Your SFTP/SSH connection settings, MySQL database settings, and site access statistics are available at your own account information page, accessible at the web address of the form:
Substitute your own username in the URL, and enter your web hosting username and password when prompted.
The HTML and PHP files that make up your Website go in the public_html directory inside your home directory (or in other _html directories if you have more than one site).
To upload files, connect to your account using SFTP (SSH File Transfer Protocol) or SCP (Secure Copy) on your custom private port; your web hosting account does not support the unencrypted FTP protocol. If you are moving your Web site from a previous host, you’ll need to first connect to their server and download all your site’s files, then upload them to EE. Connection settings are available on your account information page.
Many free and commercial file transfer programs support SFTP. (If you use MacOS, Transmit, Yummy FTP, Cyberduck, and Flow are among your options, or you can use the built-in command line “sftp” program via Terminal. Cyberduck and WinSCP are options for Windows, and Nautilus or gFTP (or sftp or scp on the command line) for Linux.

^^^^^^^^

(Jobs)
1. Pull out each line of the rows below that contains the word "bark". Case counts.
2. Carry on the web hosting instructions above from the point where they end.

(Input data)

^^^^^^^^

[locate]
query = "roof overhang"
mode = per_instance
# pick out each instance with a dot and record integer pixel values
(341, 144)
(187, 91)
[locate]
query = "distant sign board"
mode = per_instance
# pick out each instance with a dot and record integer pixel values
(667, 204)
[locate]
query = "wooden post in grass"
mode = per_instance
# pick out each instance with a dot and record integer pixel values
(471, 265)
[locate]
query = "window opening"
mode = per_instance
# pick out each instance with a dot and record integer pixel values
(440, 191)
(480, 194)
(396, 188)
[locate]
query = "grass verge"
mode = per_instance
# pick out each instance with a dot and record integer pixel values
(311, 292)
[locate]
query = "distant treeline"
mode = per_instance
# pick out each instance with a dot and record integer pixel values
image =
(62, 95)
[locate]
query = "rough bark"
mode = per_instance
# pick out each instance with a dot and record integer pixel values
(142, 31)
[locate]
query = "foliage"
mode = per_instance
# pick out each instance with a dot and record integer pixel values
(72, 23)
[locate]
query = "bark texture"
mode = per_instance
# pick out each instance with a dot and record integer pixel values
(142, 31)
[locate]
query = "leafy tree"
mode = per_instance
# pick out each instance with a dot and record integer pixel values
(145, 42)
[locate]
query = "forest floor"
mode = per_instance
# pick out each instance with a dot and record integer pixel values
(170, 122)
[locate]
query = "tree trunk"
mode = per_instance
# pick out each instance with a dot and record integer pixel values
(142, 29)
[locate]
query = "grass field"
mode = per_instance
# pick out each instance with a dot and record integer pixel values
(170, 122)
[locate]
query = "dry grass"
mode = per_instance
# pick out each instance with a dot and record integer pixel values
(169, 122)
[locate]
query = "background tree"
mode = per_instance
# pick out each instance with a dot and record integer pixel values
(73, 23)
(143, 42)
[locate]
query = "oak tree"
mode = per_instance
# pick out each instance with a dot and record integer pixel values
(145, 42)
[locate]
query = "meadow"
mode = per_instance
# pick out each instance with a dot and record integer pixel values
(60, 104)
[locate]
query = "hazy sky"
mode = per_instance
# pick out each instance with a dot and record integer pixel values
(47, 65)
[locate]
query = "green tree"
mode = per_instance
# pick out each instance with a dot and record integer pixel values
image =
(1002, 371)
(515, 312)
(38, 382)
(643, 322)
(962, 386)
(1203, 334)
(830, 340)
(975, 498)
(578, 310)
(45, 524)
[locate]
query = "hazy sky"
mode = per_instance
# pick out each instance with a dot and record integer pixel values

^^^^^^^^

(The replies)
1.
query = "rough bark"
query = "bark texture"

2.
You can preview your EE-hosted site at http://username.electricembers.net before your domain name has been pointed there.
Using an SSH client, you can connect directly to the UNIX shell to do many things with your account such as move, rename, edit, or delete files, change permissions or your password, view Webserver logs, create cron jobs, etc. Connection settings are available on your account information page.
SSH (secure shell) clients are built into Mac OS and other UNIX-like operating systems. In OSX you can find Applications–>Utilities–>Terminal, then simply type
ssh -p port firstname.lastname@example.org
For Windows, we recommend Putty as a good SSH client.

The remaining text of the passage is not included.